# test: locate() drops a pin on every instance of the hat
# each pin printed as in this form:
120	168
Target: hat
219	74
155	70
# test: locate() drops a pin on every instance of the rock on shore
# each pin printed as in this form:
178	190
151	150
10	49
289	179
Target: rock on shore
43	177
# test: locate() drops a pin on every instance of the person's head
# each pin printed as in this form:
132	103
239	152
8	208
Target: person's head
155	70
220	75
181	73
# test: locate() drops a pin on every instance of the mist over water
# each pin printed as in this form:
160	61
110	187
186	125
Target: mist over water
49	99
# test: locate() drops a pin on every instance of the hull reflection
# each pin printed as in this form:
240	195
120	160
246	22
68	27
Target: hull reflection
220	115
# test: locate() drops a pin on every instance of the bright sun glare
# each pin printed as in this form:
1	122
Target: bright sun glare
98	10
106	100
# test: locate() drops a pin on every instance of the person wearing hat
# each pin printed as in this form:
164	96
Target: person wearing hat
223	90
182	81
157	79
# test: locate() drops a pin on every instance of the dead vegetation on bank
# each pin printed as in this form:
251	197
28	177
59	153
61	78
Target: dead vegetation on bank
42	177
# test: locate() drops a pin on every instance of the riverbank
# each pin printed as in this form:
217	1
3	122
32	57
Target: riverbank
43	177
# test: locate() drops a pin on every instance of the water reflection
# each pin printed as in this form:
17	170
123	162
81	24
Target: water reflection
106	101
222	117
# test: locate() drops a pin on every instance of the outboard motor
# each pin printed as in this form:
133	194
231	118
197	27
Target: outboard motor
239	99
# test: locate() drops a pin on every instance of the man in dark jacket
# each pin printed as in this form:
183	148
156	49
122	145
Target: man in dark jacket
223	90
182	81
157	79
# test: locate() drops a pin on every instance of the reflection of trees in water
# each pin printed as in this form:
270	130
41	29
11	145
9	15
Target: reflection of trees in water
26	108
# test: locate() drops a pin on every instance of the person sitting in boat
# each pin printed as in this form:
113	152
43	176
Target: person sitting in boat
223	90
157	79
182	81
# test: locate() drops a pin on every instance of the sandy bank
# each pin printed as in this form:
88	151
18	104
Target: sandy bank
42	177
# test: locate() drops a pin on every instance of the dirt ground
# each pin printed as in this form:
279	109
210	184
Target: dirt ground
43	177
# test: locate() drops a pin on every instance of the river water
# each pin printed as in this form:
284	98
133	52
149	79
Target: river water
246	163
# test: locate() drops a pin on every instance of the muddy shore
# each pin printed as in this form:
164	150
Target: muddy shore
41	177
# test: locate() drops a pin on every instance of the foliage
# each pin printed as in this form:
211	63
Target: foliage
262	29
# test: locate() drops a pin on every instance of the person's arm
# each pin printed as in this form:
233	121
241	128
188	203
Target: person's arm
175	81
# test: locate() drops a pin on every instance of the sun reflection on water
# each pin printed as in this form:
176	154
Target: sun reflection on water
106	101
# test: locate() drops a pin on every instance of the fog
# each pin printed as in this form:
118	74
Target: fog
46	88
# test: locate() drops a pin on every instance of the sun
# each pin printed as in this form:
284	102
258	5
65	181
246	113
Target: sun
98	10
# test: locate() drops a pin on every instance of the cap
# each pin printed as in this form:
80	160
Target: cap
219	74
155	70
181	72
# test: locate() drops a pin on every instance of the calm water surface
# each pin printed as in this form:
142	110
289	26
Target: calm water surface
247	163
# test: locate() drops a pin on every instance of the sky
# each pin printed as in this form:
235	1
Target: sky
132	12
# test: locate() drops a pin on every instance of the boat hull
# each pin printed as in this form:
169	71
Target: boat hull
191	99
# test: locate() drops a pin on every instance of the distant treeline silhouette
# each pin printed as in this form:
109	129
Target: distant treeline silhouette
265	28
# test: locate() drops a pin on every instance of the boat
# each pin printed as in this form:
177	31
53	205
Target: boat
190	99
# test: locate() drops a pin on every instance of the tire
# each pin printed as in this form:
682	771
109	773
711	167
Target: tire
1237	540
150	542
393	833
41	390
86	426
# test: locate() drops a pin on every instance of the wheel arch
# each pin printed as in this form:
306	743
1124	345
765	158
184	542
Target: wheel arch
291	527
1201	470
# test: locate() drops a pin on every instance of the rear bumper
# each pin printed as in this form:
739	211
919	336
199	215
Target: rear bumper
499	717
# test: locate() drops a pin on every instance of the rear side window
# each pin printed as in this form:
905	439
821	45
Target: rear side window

***

DO THIS: Reproduce all of the records exactly.

OUTPUT OF THE EXERCISE:
# test: locate() drops a pin on every instance of the hat
# each pin printed as in this form:
120	168
Target: hat
219	74
155	70
# test: locate() drops a pin on every instance of the rock on shore
# each pin printed as in this form:
178	190
151	150
10	49
289	179
Target: rock on shore
43	177
# test: locate() drops a pin on every instance of the person's head
# each pin printed as in this form:
132	103
239	152
8	208
Target: person's head
155	70
220	75
181	73
# test: locate() drops a pin on every instance of the mist over water
# each pin printed as in this form:
160	61
110	187
186	125
Target: mist over water
49	99
# test: locate() drops a pin on every instance of the hull reflection
# each pin printed as in this form:
240	195
120	160
246	22
68	27
Target: hull reflection
220	115
# test: locate() drops a pin on every instance of the bright sun glare
# each pin printed as in this form:
1	122
Target: bright sun glare
98	10
106	100
# test: locate() drops a pin on every instance of the person wearing hat
# each pin printed as in this form:
164	96
Target: person wearing hat
223	90
182	81
157	79
# test: locate() drops a pin on every instance of the dead vegetation on bank
# each pin printed as in this form:
251	197
28	177
59	153
61	78
Target: dead vegetation on bank
42	177
# test: locate() drops a pin on every instance of the riverbank
# each pin printed as in this form:
217	1
3	122
32	57
Target: riverbank
43	177
# test: locate() drops a pin on every instance of the water reflection
# each pin printed as in this form:
17	170
123	162
81	24
Target: water reflection
106	101
222	117
# test: locate() drops a pin on every instance of the outboard motor
# each pin printed as in this form:
133	194
231	118
197	27
Target: outboard motor
239	99
# test: locate() drops a pin on every instance of the man in dark jacket
# each pin printed as in this form:
183	148
156	49
122	145
Target: man in dark jacket
223	90
182	81
157	79
# test: locate() drops a pin on every instance of the reflection of trees in water
# each pin printed as in this form:
270	130
41	29
11	145
9	15
Target: reflection of trees in water
26	108
# test: locate() drops a pin on every instance of the person sitting in boat
# each pin printed as in this form:
113	152
43	176
Target: person sitting in boat
223	90
157	79
182	81
# test: locate() drops a pin on every instance of the sandy bank
# each pin printed as in this form:
88	151
18	104
Target: sandy bank
42	177
# test: locate() drops a pin on every instance of the dirt ground
# each pin printed as in this form:
279	109
210	184
Target: dirt ground
43	177
# test: locate() drops a pin on every instance of the river water
# each pin printed as in this form:
284	98
133	52
149	79
Target: river water
246	163
# test: locate() drops a pin on every instance of the muddy shore
# each pin printed as in this form:
164	150
Target: muddy shore
41	177
# test: locate() drops a pin on every instance of the foliage
# each pin printed as in this form:
211	63
Target: foliage
262	29
# test: locate() drops a pin on every instance of the person's arm
# each pin printed as in this form:
233	121
241	128
188	203
Target: person's arm
175	81
# test: locate() drops a pin on every instance of the sun reflection on water
# each pin printed as in this form:
176	154
Target: sun reflection on water
106	101
# test: locate() drops a pin on every instance of the fog
# each pin printed as in this form:
118	74
Target: fog
46	88
# test: locate() drops a pin on every instance of the sun
# each pin printed as in this form:
284	102
258	5
65	181
246	113
Target: sun
98	10
# test: locate() drops a pin on every instance of the cap
# each pin printed as in this form:
80	160
Target: cap
219	74
155	70
181	72
# test: locate() drops a pin on every instance of the calm water surface
# each pin printed as in this form:
142	110
289	26
Target: calm water surface
247	163
# test: locate() drops a pin on every instance of the sky
# each pin printed as in this form:
235	1
Target: sky
132	12
# test: locate() drops a pin on every instance of the boat hull
# each pin printed as in this form:
169	71
Target: boat hull
191	99
# test: locate() drops a pin on every instance of the distant treeline silhouette
# each pin printed as in this form:
109	129
Target: distant treeline silhouette
265	28
# test: locate() drops a pin on every instance of the boat
# each pin printed as in this form:
177	31
53	205
Target: boat
190	99
# test: locate() drops a pin on every instance of the tire
# each pin printed as in this form:
682	771
109	773
711	167
Target: tire
1237	540
150	542
393	833
41	390
86	426
# test: locate() drops a pin on every instance of the wheel arch
# each pin printed as in this form:
306	743
1124	345
765	158
184	542
Target: wheel arch
291	527
1201	470
# test: locate() drops a pin on every instance of the rear bumper
# each pin printed as in this form:
739	211
919	336
199	215
Target: rear bumper
499	717
# test: locate() drops a pin on every instance of the rear side window
# each pin printed as in this form:
905	439
821	45
Target: rear side window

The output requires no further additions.